- [Pointing and labeling records]
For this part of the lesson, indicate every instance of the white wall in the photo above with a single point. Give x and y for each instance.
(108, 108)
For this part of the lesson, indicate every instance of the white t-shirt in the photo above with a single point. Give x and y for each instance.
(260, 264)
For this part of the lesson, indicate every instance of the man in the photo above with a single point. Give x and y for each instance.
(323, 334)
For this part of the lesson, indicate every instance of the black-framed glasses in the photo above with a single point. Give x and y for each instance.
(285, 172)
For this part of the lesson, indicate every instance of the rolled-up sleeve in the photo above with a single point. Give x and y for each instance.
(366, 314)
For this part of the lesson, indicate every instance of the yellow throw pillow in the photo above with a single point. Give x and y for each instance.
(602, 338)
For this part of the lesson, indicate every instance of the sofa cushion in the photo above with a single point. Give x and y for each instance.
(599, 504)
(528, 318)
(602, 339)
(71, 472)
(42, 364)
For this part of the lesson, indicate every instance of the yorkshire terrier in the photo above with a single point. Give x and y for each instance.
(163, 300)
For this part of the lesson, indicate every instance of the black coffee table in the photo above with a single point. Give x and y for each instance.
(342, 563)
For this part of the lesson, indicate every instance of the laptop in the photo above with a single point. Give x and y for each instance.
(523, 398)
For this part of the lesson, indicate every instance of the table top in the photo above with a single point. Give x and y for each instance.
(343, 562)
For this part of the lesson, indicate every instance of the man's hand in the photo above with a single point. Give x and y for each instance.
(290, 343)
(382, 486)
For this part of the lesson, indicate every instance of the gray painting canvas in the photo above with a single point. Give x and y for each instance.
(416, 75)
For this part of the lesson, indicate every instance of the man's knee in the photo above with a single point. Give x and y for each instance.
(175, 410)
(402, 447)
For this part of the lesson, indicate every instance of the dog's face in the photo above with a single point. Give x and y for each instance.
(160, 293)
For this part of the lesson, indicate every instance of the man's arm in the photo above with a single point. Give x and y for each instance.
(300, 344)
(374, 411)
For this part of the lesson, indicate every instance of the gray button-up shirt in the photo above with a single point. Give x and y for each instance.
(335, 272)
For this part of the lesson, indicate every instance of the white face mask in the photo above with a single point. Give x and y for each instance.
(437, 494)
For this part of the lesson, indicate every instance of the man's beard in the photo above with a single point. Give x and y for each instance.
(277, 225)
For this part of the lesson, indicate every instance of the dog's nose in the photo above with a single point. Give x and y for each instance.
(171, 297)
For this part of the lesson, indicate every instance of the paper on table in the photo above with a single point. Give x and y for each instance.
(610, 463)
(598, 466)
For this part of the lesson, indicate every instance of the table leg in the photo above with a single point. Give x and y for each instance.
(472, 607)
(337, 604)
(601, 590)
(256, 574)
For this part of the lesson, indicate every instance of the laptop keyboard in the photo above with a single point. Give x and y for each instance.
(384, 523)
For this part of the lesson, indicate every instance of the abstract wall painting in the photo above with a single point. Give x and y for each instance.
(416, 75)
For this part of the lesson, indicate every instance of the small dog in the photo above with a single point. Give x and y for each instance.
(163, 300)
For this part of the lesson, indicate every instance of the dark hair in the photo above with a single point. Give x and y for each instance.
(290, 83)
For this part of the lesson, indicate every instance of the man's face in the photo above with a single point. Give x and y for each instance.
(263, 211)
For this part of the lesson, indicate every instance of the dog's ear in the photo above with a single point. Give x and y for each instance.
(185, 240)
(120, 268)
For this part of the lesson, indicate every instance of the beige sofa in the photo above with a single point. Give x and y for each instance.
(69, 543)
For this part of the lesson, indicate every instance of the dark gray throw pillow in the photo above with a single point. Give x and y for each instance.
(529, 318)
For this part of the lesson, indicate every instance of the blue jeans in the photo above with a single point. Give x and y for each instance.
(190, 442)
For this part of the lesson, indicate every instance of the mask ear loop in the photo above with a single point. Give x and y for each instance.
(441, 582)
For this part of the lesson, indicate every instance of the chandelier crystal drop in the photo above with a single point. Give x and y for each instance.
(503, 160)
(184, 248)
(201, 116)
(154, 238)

- [Exercise goal] Copy all of the records above word for word, including every line.

- [The response]
For this part of the lesson, indicate every instance of the white wall in the photo above with a single point. Give x and y for each instance.
(108, 108)
For this part of the lesson, indicate every instance of the white t-shirt in the photo above with a single point. Give x and y for each instance.
(260, 264)
For this part of the lesson, indicate every instance of the man in the photo above with a single point. Give x and y for each instance.
(323, 334)
For this part of the lesson, indicate every instance of the black-framed glasses in the photo above with a single point. Give x and y for each instance.
(285, 172)
For this part of the lesson, indicate every instance of the rolled-up sleeve in the photo above with a single point. Give x and y for each instance.
(366, 314)
For this part of the lesson, indicate every instance of the yellow throw pillow in the photo above with a single point. Give x and y for each instance.
(602, 338)
For this part of the lesson, indicate every instance of the sofa cushion in the photo above with a single point. Give x and y for each instance.
(599, 504)
(528, 318)
(602, 339)
(71, 472)
(42, 364)
For this part of the lesson, indicate every instance of the yorkshire terrier in the photo above with a single point. Give x and y for each instance.
(163, 300)
For this part of the lesson, indicate every instance of the black coffee table in the photo above with a single point. Give x and y for each instance.
(342, 563)
For this part of the lesson, indicate every instance of the laptop in the photo above with a single point. Give x and y for each instance.
(523, 398)
For this part of the lesson, indicate every instance of the table top in the photo above with a single point. Give x and y for each instance.
(343, 562)
For this part of the lesson, indicate every instance of the man's hand in the photo above with a single point. Give x and y for each instance.
(290, 343)
(382, 486)
For this part of the lesson, indicate every instance of the gray painting canvas in the photo above with a single point. Give x and y for each instance.
(416, 75)
For this part of the lesson, indicate every instance of the man's knee in the photo above with a single point. Give x and y for each instance.
(175, 410)
(402, 447)
For this part of the lesson, indicate every instance of the dog's face in the photo above with a single point. Give x and y for each instance.
(160, 293)
For this part of the lesson, indicate every instance of the man's arm in the photo above with a single point. Give x and y for each instance.
(300, 344)
(374, 411)
For this part of the lesson, indicate every instance of the gray button-up shirt in the photo above with a single point. Give x and y for each instance.
(335, 272)
For this part of the lesson, indicate every instance of the white face mask in the photo above with a single point. Give x and y for each instance.
(437, 494)
For this part of the lesson, indicate every instance of the man's beard in the photo above with a single point. Give x and y for each instance.
(277, 225)
For this part of the lesson, indicate every instance of the dog's nose in the photo above with a single point. Give x and y for each instance.
(171, 297)
For this part of the lesson, indicate every instance of the paper on table in the photo above with a single point. Give x and y for each instance.
(610, 463)
(598, 466)
For this part of the lesson, indicate every instance of the table leg in the photo above with a single point. Give x and y for each instance.
(472, 607)
(337, 604)
(601, 590)
(256, 574)
For this part of the lesson, indicate every instance of the laptop keyboard in the photo above with a single point. Give x and y for each instance.
(384, 523)
For this part of the lesson, indicate every instance of the abstract wall painting in the photo above with a single point. Give x and y for each instance.
(416, 75)
For this part of the lesson, indicate every instance of the small dog in the photo above with a single point. Give x and y for each instance.
(163, 300)
For this part of the lesson, indicate every instance of the dark hair in the photo above with a single point. Give x and y for each instance.
(290, 83)
For this part of the lesson, indicate every instance of the man's face in the photo above with a single point. Give x and y for each instance.
(263, 211)
For this part of the lesson, indicate every instance of the dog's ear in the photo above with a single point. Give x and y for each instance.
(185, 240)
(120, 268)
For this part of the lesson, indicate every instance of the beige sofa in the photo above with a single point. Give x and y for each instance.
(69, 543)
For this part of the lesson, indicate every instance of the dark gray throw pillow in the photo above with a single point. Give x and y for each instance.
(529, 318)
For this part of the lesson, indicate every instance of the blue jeans in the photo above with a single point. Give x and y for each instance.
(190, 442)
For this part of the lesson, indicate every instance of the mask ear loop in the photo above with a single point. Give x and y for each instance.
(441, 582)
For this part of the lesson, indicate every instance of the chandelier crystal drop in the photo above with a single point. Give x and y for each instance.
(503, 160)
(184, 248)
(201, 116)
(154, 238)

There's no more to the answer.